#### PAGE TEXT
What exactly is "phase opt and generate"?  I'm assuming "opt" means optimizer, but why is it taking such a long time even with -O0?  Maybe it's the "generate" part of that that's the most significant.

With -O0 there's still quite a few things enabled, so maybe I'll start appending a "-fno" to each one and see if I can find a culprit.

-O0 -Q --help=optimizers
  -faggressive-loop-optimizations       [enabled]
  -fauto-inc-dec                        [enabled]
  -fdce                                 [enabled]
  -fdelete-null-pointer-checks          [enabled]
  -fdse                                 [enabled]
  -fearly-inlining                      [enabled]
  -ffp-contract=[off|on|fast]           fast
  -ffp-int-builtin-inexact              [enabled]
  -ffunction-cse                        [enabled]
  -fgcse-lm                             [enabled]
  -finline                              [enabled]
  -finline-atomics                      [enabled]
  -fira-hoist-pressure                  [enabled]
  -fira-share-save-slots                [enabled]
  -fira-share-spill-slots               [enabled]
  -fivopts                              [enabled]
  -fjump-tables                         [enabled]
  -flifetime-dse                        [enabled]
  -fmath-errno                          [enabled]
  -fpeephole                            [enabled]
  -fplt                                 [enabled]
  -fprefetch-loop-arrays                [enabled]
  -fprintf-return-value                 [enabled]
  -freg-struct-return                   [enabled]
  -frename-registers                    [enabled]
  -frtti                                [enabled]
  -fsched-critical-path-heuristic       [enabled]
  -fsched-dep-count-heuristic           [enabled]
  -fsched-group-heuristic               [enabled]
  -fsched-interblock                    [enabled]
  -fsched-last-insn-heuristic           [enabled]
  -fsched-rank-heuristic                [enabled]
  -fsched-spec                          [enabled]
  -fsched-spec-insn-heuristic           [enabled]
  -fsched-stalled-insns-dep             [enabled]
  -fschedule-fusion                     [enabled]
  -fshort-enums                         [enabled]
  -fshrink-wrap-separate                [enabled]
  -fsigned-zeros                        [enabled]
  -fsimd-cost-model=[unlimited|dynamic|cheap]   unlimited
  -fsplit-ivs-in-unroller               [enabled]
  -fssa-backprop                        [enabled]
  -fstack-reuse=[all|named_vars|none]   all
  -fstdarg-opt                          [enabled]
  -fstrict-volatile-bitfields           [enabled]
  -fno-threadsafe-statics               [enabled]
  -ftrapping-math                       [enabled]
  -ftree-cselim                         [enabled]
  -ftree-forwprop                       [enabled]
  -ftree-loop-if-convert                [enabled]
  -ftree-loop-im                        [enabled]
  -ftree-loop-ivcanon                   [enabled]
  -ftree-loop-optimize                  [enabled]
  -ftree-phiprop                        [enabled]
  -ftree-reassoc                        [enabled]
  -ftree-scev-cprop                     [enabled]
  -fvar-tracking                        [enabled]
  -fvar-tracking-assignments            [enabled]
  -fweb                                 [enabled]
June 29, 2017
On 28 June 2017 at 23:15, Mike via D.gnu <d.gnu@puremagic.com> wrote:
> -------------------------------------------------------------------------
> The vast majority of time is spent in "phase opt and generate".  A few observations:
>
> * Elapsed time isn't much different between -O3 and -O2 -finline-functions * -O2 -finline-functions gave me a smaller binary :)

#### SUPPLIED RECORDS
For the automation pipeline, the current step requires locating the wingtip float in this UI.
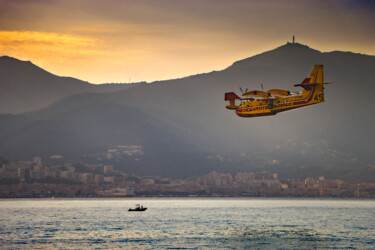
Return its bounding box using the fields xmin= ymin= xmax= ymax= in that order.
xmin=224 ymin=65 xmax=334 ymax=117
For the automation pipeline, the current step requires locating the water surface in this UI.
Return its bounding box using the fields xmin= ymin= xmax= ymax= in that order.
xmin=0 ymin=198 xmax=375 ymax=249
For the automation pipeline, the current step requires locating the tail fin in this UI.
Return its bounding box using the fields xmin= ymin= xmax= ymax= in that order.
xmin=294 ymin=65 xmax=324 ymax=90
xmin=294 ymin=64 xmax=325 ymax=103
xmin=224 ymin=92 xmax=241 ymax=109
xmin=310 ymin=65 xmax=324 ymax=84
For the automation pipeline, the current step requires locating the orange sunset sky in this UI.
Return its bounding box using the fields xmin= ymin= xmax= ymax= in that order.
xmin=0 ymin=0 xmax=375 ymax=83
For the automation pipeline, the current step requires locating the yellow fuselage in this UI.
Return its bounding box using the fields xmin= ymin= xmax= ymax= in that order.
xmin=236 ymin=88 xmax=324 ymax=117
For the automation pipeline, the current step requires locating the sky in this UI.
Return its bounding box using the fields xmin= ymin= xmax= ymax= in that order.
xmin=0 ymin=0 xmax=375 ymax=83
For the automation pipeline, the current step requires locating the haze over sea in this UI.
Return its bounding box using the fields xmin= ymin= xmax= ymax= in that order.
xmin=0 ymin=198 xmax=375 ymax=249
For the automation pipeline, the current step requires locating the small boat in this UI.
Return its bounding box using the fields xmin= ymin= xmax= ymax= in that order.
xmin=128 ymin=204 xmax=147 ymax=212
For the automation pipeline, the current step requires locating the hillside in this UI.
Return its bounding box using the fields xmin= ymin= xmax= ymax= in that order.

#### JOB
Answer these about the forum thread above:
1. What value does the optimizer list show for -fstack-reuse?
2. According to the quoted message, where is the vast majority of the time spent?
3. Which option combination gave the quoted writer a smaller binary?

#### REPLY TO THE TASK
1. all
2. In "phase opt and generate"
3. -O2 -finline-functions